Collected data entries:
::::

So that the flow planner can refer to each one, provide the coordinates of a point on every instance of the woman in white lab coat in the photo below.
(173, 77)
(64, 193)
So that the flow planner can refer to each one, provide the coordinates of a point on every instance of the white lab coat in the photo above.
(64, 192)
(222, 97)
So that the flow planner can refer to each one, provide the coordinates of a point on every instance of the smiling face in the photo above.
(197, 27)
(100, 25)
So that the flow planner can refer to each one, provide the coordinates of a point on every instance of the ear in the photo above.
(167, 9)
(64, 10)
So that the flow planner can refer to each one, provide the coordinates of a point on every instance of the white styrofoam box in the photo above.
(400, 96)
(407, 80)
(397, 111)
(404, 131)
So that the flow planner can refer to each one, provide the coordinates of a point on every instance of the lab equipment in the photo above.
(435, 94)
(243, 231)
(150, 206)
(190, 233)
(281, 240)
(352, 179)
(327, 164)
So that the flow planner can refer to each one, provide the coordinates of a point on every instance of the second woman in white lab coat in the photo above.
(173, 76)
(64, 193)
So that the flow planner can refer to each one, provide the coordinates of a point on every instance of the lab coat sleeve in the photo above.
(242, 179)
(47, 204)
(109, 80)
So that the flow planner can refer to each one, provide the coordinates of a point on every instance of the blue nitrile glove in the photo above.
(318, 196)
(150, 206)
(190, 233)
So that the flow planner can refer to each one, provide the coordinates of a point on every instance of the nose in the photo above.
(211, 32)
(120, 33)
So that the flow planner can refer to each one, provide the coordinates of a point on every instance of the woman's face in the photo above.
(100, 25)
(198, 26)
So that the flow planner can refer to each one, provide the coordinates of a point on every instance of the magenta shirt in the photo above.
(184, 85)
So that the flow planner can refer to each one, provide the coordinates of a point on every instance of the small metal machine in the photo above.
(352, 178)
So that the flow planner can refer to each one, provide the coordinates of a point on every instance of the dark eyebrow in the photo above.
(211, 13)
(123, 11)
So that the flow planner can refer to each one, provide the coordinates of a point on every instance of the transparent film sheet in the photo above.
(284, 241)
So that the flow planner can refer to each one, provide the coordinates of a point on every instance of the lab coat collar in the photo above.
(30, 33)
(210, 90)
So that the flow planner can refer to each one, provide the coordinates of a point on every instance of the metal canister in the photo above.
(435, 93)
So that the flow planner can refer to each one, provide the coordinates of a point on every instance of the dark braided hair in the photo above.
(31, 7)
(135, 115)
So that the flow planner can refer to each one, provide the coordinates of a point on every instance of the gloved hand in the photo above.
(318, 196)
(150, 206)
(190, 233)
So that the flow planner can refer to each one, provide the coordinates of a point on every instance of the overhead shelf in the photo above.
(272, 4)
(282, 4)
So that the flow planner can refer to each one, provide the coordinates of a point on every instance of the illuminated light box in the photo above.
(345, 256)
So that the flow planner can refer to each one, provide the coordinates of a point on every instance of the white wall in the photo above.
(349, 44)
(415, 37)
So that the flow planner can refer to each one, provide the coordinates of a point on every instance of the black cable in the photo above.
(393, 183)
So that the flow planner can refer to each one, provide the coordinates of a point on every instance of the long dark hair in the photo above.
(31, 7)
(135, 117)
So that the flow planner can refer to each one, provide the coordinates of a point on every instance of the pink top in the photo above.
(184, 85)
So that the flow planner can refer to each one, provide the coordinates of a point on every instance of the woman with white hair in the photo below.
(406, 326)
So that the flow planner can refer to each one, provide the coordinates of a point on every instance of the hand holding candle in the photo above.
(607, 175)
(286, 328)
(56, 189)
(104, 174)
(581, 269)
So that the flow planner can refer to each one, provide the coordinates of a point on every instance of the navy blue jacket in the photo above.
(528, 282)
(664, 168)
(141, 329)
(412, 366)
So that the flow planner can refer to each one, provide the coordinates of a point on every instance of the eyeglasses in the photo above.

::::

* **YOUR INSTRUCTIONS**
Your task is to retype the records above exactly.

* **RESPONSE TO THIS EXERCISE**
So that the flow planner can refer to each one, provide the coordinates of a point on every instance of the woman in white lab coat in the photo below.
(173, 77)
(64, 193)
So that the flow planner can refer to each one, provide the coordinates of a point on every instance of the white lab coat in the photo above.
(64, 192)
(222, 97)
So that the flow planner can refer to each one, provide the coordinates of a point on every instance of the smiling face in the photo above.
(197, 27)
(100, 25)
So that the flow planner can refer to each one, provide the coordinates of a point on every instance of the ear in the photo above.
(167, 9)
(64, 10)
So that the flow planner can refer to each one, provide the coordinates of a point on every instance of the white styrofoam box in the photo above.
(400, 96)
(407, 80)
(397, 111)
(404, 131)
So that the flow planner can refer to each one, provide the coordinates of a point on every instance of the lab equipment in the photo above.
(435, 94)
(243, 231)
(150, 206)
(190, 233)
(281, 240)
(352, 179)
(327, 164)
So that the flow planner can refer to each one, provide the coordinates of a point on every instance of the second woman in white lab coat in the photo above.
(173, 76)
(64, 193)
So that the flow planner can refer to each one, provide the coordinates of a point on every instance of the lab coat sleeve in the photo above.
(242, 179)
(47, 204)
(109, 80)
So that the flow planner can refer to each one, provide the coordinates of a point on every instance of the blue nitrile glove in the photo above.
(318, 196)
(150, 206)
(190, 233)
So that the flow planner can refer to each one, provide the coordinates of a point on every instance of the nose in the photo above.
(211, 32)
(120, 33)
So that the flow planner can refer to each one, provide the coordinates of a point on every instance of the woman's face in the photo above.
(100, 25)
(198, 26)
So that the flow planner can refer to each one, provide the coordinates of a point on every instance of the magenta shirt in the photo above.
(184, 85)
So that the flow planner can refer to each one, provide the coordinates of a point on every instance of the small metal machine in the photo above.
(352, 178)
So that the flow planner can refer to each one, provide the coordinates of a point on every instance of the dark eyebrow in the photo above.
(211, 13)
(123, 11)
So that the flow planner can refer to each one, provide the coordinates of a point on every instance of the transparent film sheet in the photo above.
(284, 241)
So that the flow planner can refer to each one, provide the coordinates of a point on every instance of the lab coat collar in the photo above.
(30, 33)
(210, 90)
So that the flow planner can refer to each one, provide the coordinates of a point on every instance of the metal canister in the photo above.
(435, 93)
So that the flow planner can refer to each one, provide the coordinates of a point on every instance of the dark braided hair in the photo above.
(31, 7)
(135, 115)
So that the flow planner can refer to each one, provide the coordinates of a point on every instance of the gloved hand in the photo above.
(318, 196)
(150, 206)
(190, 233)
So that the flow planner can refer to each one, provide the coordinates of a point on every instance of the overhead shelf in the photo above.
(272, 4)
(282, 4)
So that the flow planner can refer to each one, provide the coordinates of a point on every instance of the illuminated light box in the photo above.
(345, 256)
So that the flow planner can refer to each one, provide the coordinates of a point on every instance of the white wall in the photo above.
(349, 44)
(415, 37)
So that the flow planner can refer to each one, provide the coordinates of a point on every instance of the black cable in the photo above.
(393, 183)
So that the flow planner can refer to each one, provide the coordinates of a point on every instance of the long dark hair in the photo above.
(31, 7)
(135, 117)
So that the flow planner can refer to each one, provide the coordinates of a point on every instance of the pink top in the photo above.
(184, 85)
So that the flow planner can refer to each one, provide the coordinates of a point on every instance of the woman with white hair in the photo below.
(406, 326)
So that the flow planner can refer to each one, provide the coordinates of a point on every instance of the hand holding candle in the photo above.
(607, 175)
(286, 328)
(56, 189)
(104, 174)
(581, 269)
So that the flow planner can refer to each one, provide the coordinates of a point on every instance of the navy blue jacket in the photo above.
(528, 282)
(664, 168)
(141, 329)
(412, 366)
So that the flow planner can refer to each one, provide the coordinates of a point on every instance of the eyeglasses in the photo above.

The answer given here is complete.